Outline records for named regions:
* Begin *
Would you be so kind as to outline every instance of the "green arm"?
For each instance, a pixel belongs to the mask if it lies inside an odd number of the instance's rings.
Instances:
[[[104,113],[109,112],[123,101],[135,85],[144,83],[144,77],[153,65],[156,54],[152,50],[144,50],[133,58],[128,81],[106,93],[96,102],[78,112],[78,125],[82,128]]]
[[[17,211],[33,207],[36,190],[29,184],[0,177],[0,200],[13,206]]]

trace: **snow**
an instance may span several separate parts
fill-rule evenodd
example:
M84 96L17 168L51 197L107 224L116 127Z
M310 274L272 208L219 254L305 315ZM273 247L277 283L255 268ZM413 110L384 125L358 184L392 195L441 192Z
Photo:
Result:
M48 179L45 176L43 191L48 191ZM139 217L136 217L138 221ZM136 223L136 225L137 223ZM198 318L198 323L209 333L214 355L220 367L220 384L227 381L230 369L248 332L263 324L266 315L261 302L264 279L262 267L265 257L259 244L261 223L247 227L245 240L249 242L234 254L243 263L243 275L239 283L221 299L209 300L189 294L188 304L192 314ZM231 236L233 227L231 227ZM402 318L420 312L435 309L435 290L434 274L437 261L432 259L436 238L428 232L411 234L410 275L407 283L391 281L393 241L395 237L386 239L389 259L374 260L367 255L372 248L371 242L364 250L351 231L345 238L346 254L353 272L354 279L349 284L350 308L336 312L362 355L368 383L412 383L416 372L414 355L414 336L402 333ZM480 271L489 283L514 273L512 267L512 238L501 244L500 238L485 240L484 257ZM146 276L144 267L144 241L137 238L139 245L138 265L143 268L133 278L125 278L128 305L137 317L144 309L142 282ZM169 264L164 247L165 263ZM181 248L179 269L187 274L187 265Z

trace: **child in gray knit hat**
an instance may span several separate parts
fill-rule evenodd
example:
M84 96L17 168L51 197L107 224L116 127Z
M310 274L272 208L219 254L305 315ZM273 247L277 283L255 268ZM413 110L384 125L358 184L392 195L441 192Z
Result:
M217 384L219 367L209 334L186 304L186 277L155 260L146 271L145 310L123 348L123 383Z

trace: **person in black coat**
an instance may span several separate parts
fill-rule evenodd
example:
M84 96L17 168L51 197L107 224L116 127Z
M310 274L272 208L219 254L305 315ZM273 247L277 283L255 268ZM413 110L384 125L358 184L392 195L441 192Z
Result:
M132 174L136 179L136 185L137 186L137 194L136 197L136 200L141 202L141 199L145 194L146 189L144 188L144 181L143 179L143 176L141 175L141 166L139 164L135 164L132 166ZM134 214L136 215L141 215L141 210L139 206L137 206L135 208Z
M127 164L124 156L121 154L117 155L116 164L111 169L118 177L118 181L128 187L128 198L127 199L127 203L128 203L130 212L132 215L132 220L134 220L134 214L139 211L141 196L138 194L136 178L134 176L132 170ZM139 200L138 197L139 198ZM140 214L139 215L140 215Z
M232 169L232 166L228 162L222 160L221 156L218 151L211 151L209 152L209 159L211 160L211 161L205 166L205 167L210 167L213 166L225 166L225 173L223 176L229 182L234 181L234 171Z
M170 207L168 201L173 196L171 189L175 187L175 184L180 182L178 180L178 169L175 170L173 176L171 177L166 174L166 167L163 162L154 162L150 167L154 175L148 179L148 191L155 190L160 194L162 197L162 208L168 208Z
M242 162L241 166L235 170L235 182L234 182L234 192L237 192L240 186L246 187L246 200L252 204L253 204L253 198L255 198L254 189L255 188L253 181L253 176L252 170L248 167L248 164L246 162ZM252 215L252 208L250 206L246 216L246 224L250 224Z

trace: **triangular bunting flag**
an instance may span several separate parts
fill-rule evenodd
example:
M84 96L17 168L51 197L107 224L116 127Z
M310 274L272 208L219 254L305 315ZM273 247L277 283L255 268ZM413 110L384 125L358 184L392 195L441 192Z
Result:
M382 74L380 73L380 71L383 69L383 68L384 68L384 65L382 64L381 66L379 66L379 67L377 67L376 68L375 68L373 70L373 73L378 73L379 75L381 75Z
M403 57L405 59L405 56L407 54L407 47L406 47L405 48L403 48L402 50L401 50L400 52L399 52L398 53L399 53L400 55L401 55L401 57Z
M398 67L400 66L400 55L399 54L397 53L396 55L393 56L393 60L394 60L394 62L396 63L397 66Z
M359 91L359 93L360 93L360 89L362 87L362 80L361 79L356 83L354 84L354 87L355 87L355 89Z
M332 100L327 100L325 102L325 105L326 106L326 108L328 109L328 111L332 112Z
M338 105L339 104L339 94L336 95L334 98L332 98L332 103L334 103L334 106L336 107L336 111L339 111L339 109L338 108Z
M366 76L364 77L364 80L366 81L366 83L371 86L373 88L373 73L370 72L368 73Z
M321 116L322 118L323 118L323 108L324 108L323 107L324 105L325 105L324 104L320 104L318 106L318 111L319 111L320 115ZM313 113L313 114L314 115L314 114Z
* End *
= Exercise requirements =
Please set down all of the material above again, line for line, without changing anything.

= Final answer =
Would you be so kind as to outline every instance of the "green arm"?
For each instance, a pixel belongs to the mask if it lies inside an odd number of the instance's rings.
Instances:
[[[104,113],[109,112],[123,101],[135,85],[144,83],[144,77],[153,65],[156,54],[152,50],[144,50],[133,58],[128,81],[106,93],[96,102],[78,112],[78,125],[82,128]]]
[[[17,211],[33,207],[36,190],[29,184],[0,177],[0,200],[13,206]]]

trace: **snow**
an instance may span several separate parts
fill-rule evenodd
example:
M84 96L17 168L51 197L107 224L116 127Z
M310 274L272 208L219 254L305 315ZM273 247L277 283L255 268ZM413 110L384 125L358 184L392 195L441 192Z
Photo:
Result:
M48 179L45 176L43 191L48 191ZM139 217L136 217L138 221ZM136 223L136 225L137 223ZM198 318L198 323L209 333L214 355L220 367L220 384L227 381L230 369L248 332L263 324L266 315L261 302L264 279L262 267L265 257L259 244L261 223L247 227L245 240L249 242L234 254L243 263L243 275L239 283L221 299L209 300L189 294L188 304L192 314ZM231 236L233 227L231 227ZM402 318L420 312L435 309L435 290L434 274L437 261L432 259L436 238L428 232L411 234L410 275L407 283L391 281L393 241L395 237L386 239L389 259L374 260L367 255L372 248L371 242L364 250L351 231L345 238L346 254L353 272L354 279L349 284L350 308L336 312L362 355L368 383L412 383L416 372L414 355L414 336L402 333ZM480 271L489 283L514 273L512 267L512 238L501 244L500 238L485 240L484 257ZM146 276L144 267L144 241L137 238L139 245L138 265L143 268L133 278L125 278L128 305L137 317L144 309L142 282ZM169 264L164 247L165 263ZM181 248L179 269L187 274L187 265Z

trace: **child in gray knit hat**
an instance may span several separate parts
fill-rule evenodd
example:
M84 96L17 168L51 197L107 224L116 127Z
M310 274L272 208L219 254L305 315ZM273 247L277 283L255 268ZM413 110L384 125L358 184L392 195L441 192Z
Result:
M217 384L219 367L209 334L186 304L186 277L155 260L146 271L145 310L123 348L123 383Z

trace: **person in black coat**
an instance may span several separate parts
fill-rule evenodd
example:
M84 96L17 168L51 197L107 224L116 127Z
M310 274L272 208L219 254L305 315ZM273 247L277 283L255 268ZM413 110L384 125L358 184L392 195L441 192Z
Result:
M132 174L136 179L136 185L137 186L137 194L136 197L136 200L141 202L141 199L145 194L146 189L144 188L144 181L143 179L143 176L141 175L141 166L139 164L135 164L132 166ZM134 214L136 215L141 215L141 210L139 206L137 206L135 208Z
M127 164L124 156L121 154L117 155L116 164L111 169L118 177L118 181L128 187L128 198L127 199L127 203L128 203L130 212L132 215L132 220L134 220L134 214L139 211L141 196L138 194L136 178L134 176L132 170ZM139 200L138 197L139 198ZM140 214L139 215L140 215Z
M232 169L232 166L228 162L222 160L221 156L218 151L211 151L209 152L209 159L211 160L211 161L205 166L205 167L210 167L213 166L225 166L225 173L223 176L229 182L234 181L234 171Z
M170 207L168 201L173 196L171 189L175 187L175 184L180 182L178 180L178 169L175 170L173 176L171 177L166 174L166 167L163 162L154 162L150 167L154 175L148 179L148 191L155 190L160 194L162 197L162 208L168 208Z
M242 162L241 166L235 170L235 182L234 182L234 192L237 192L240 186L246 187L246 200L252 204L253 204L253 198L255 198L254 189L255 188L253 181L253 176L252 170L248 167L248 164L246 162ZM252 215L252 208L250 206L246 216L246 224L250 224Z

trace: **triangular bunting flag**
an instance may span several separate parts
fill-rule evenodd
example:
M84 96L17 168L51 197L107 224L116 127Z
M310 274L272 208L219 254L305 315ZM273 247L277 283L255 268ZM413 110L384 125L358 184L392 195L441 192Z
Result:
M382 74L380 73L380 71L383 69L383 68L384 68L384 65L382 64L381 66L379 66L379 67L377 67L376 68L375 68L373 70L373 73L378 73L379 75L381 75Z
M403 57L405 59L405 56L407 54L407 47L406 47L405 48L403 48L402 50L401 50L400 52L399 52L398 53L399 53L400 55L401 55L401 57Z
M398 67L400 66L400 55L399 54L397 53L396 55L393 56L393 60L394 60L394 62L396 63L397 66Z
M359 91L359 93L360 93L360 89L362 87L362 80L361 79L356 83L354 84L354 87L355 87L355 89Z
M332 100L327 100L325 102L325 105L326 106L326 108L328 109L328 111L332 112Z
M338 105L339 104L339 94L336 95L334 98L332 98L332 103L334 103L334 106L336 107L336 111L339 111L339 109L338 108Z
M366 76L364 77L364 80L366 81L366 83L371 86L373 88L373 73L370 72L368 73Z
M321 116L322 118L323 118L323 108L324 108L323 107L324 105L325 105L324 104L320 104L318 106L318 111L319 111L320 115ZM313 113L313 114L314 115L314 114Z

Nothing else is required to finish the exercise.